[Records provided Boundary: Start]

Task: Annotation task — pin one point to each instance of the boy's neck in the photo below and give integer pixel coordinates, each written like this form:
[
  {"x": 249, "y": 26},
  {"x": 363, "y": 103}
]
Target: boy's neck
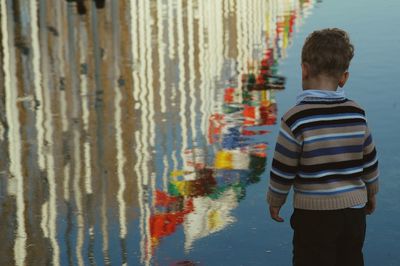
[{"x": 320, "y": 83}]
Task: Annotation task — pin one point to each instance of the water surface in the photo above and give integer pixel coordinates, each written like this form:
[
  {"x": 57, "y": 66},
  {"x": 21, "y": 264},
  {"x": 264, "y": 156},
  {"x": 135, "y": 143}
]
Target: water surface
[{"x": 140, "y": 132}]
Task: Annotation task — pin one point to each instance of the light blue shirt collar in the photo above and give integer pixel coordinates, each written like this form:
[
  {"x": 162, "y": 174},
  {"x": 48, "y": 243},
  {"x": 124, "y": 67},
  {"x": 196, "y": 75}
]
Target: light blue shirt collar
[{"x": 318, "y": 95}]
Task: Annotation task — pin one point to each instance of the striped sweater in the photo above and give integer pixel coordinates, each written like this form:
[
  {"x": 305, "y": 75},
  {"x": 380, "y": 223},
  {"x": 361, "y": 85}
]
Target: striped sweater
[{"x": 325, "y": 151}]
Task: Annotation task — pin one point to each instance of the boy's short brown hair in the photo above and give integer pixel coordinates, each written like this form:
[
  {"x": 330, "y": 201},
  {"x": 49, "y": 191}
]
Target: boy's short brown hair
[{"x": 327, "y": 51}]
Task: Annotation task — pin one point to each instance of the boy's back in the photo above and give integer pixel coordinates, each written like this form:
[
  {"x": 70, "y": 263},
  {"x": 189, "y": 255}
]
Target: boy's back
[{"x": 325, "y": 151}]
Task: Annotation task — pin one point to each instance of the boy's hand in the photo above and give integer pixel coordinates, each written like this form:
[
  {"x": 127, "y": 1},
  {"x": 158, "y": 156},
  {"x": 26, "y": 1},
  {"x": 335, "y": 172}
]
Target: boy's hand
[
  {"x": 274, "y": 212},
  {"x": 371, "y": 205}
]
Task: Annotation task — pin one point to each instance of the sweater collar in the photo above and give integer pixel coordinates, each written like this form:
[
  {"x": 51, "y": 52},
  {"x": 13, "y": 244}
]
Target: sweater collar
[{"x": 320, "y": 95}]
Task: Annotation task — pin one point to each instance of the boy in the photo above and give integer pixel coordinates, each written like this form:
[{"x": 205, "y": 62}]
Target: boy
[{"x": 325, "y": 151}]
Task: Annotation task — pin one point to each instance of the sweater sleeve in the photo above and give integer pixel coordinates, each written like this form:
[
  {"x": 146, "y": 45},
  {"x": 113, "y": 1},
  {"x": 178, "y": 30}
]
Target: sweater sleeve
[
  {"x": 370, "y": 161},
  {"x": 284, "y": 166}
]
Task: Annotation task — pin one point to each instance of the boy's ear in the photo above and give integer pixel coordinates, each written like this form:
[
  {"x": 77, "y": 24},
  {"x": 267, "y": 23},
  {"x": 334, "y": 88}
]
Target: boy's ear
[
  {"x": 305, "y": 71},
  {"x": 343, "y": 79}
]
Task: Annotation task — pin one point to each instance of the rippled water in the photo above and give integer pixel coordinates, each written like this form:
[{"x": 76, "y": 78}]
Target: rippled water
[{"x": 139, "y": 132}]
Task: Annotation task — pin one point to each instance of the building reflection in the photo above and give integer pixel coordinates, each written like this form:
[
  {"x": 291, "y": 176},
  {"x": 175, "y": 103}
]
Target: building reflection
[{"x": 123, "y": 122}]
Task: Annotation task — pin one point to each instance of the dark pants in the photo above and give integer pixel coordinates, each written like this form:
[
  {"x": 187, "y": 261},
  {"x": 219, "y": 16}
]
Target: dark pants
[{"x": 328, "y": 238}]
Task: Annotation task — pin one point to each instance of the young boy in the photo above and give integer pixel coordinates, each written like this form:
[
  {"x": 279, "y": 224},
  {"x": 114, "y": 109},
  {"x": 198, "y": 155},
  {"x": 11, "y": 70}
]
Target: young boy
[{"x": 325, "y": 151}]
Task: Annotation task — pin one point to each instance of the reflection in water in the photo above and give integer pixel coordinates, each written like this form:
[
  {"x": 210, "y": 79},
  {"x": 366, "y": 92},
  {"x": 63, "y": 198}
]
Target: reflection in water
[{"x": 148, "y": 116}]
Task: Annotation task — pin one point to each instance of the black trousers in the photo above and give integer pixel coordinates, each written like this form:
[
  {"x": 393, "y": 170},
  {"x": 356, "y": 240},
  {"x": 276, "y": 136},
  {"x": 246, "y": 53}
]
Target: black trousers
[{"x": 328, "y": 238}]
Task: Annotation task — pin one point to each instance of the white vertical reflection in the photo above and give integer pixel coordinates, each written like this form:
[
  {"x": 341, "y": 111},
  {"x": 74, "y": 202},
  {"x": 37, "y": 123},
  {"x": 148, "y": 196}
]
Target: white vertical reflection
[
  {"x": 135, "y": 49},
  {"x": 171, "y": 31},
  {"x": 83, "y": 44},
  {"x": 49, "y": 134},
  {"x": 161, "y": 55},
  {"x": 37, "y": 81},
  {"x": 192, "y": 71},
  {"x": 182, "y": 79},
  {"x": 203, "y": 109},
  {"x": 14, "y": 137},
  {"x": 118, "y": 119},
  {"x": 142, "y": 135}
]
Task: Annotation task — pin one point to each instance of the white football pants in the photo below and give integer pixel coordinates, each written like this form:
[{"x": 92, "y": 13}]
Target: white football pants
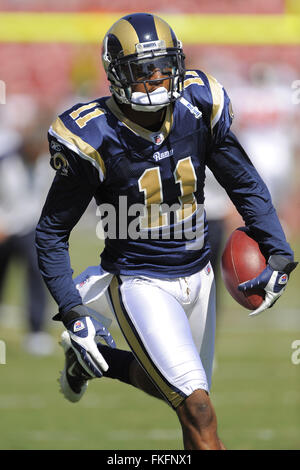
[{"x": 169, "y": 324}]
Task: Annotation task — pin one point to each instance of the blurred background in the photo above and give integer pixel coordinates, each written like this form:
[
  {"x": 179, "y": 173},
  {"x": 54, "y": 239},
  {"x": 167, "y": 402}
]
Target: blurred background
[{"x": 49, "y": 60}]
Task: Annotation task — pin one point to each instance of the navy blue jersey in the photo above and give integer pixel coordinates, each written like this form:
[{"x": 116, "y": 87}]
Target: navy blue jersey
[{"x": 149, "y": 187}]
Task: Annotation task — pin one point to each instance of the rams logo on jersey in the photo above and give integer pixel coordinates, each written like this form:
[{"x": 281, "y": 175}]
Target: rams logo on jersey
[{"x": 60, "y": 163}]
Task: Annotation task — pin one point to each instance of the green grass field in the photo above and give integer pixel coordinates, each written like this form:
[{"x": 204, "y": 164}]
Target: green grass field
[{"x": 255, "y": 387}]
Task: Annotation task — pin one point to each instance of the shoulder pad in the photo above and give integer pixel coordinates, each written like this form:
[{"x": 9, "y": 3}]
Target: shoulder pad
[{"x": 76, "y": 130}]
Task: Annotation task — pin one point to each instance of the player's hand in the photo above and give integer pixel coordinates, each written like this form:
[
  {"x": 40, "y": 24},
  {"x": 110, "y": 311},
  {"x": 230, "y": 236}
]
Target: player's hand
[
  {"x": 83, "y": 331},
  {"x": 273, "y": 280}
]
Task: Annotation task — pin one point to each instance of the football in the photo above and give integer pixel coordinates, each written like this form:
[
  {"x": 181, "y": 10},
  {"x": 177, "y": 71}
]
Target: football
[{"x": 241, "y": 261}]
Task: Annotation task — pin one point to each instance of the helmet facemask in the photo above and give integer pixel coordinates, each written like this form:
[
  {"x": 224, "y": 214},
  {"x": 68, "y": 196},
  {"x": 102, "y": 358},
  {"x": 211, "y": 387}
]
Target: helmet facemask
[{"x": 136, "y": 70}]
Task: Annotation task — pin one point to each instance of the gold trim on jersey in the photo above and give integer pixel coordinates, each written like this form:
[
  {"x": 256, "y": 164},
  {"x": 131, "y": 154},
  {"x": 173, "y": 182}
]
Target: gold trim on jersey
[
  {"x": 78, "y": 145},
  {"x": 173, "y": 397},
  {"x": 163, "y": 31},
  {"x": 217, "y": 94},
  {"x": 138, "y": 130},
  {"x": 127, "y": 36},
  {"x": 75, "y": 114}
]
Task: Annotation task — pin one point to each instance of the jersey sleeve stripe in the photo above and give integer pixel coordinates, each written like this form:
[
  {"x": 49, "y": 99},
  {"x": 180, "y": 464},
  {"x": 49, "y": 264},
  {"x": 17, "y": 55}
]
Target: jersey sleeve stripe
[
  {"x": 77, "y": 145},
  {"x": 217, "y": 94}
]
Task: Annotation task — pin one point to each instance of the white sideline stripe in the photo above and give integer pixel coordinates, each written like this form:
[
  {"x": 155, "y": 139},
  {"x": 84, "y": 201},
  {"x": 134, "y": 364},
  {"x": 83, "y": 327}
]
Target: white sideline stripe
[
  {"x": 154, "y": 435},
  {"x": 20, "y": 402}
]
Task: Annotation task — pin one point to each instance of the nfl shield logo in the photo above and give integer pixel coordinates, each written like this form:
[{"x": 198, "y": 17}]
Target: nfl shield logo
[{"x": 79, "y": 325}]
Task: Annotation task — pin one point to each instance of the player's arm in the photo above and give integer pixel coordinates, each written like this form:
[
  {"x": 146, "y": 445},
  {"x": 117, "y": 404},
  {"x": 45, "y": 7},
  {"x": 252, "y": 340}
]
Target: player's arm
[
  {"x": 67, "y": 200},
  {"x": 235, "y": 172}
]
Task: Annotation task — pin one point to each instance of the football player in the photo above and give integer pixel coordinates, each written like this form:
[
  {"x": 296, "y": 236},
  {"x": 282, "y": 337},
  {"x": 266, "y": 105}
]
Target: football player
[{"x": 141, "y": 153}]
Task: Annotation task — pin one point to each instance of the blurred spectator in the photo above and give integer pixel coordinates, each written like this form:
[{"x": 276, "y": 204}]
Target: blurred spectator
[
  {"x": 265, "y": 117},
  {"x": 25, "y": 177}
]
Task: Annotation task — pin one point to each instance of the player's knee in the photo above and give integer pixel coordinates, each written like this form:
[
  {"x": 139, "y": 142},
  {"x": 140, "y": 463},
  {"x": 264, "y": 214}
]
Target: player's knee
[{"x": 197, "y": 411}]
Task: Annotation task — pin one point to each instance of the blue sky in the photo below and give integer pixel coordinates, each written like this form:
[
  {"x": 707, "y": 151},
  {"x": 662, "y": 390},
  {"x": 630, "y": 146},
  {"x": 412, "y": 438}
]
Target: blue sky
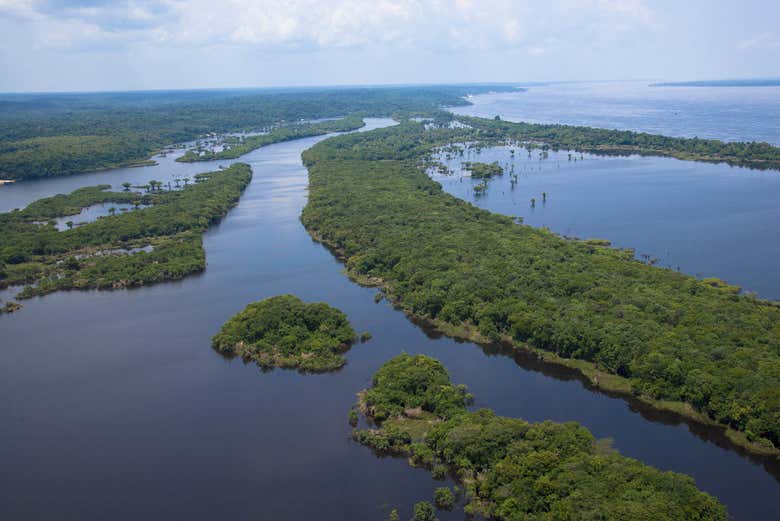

[Records provided Boundary: End]

Work required.
Only lines containing the string "below" belong in the answer; find them in the data above and copy them.

Your response.
Task: Annotation task — pin one point to each instance of the boy's neck in the photo below and give integer pixel coordinates, each written like this form:
Task: Annotation task — pin one point to each instance of the white football pants in the photo below and give integer pixel coordinates, each written like this form:
Task: Annotation task — pin one point to each instance of the blue sky in the photo below and give integer pixel coordinates, each written like this form:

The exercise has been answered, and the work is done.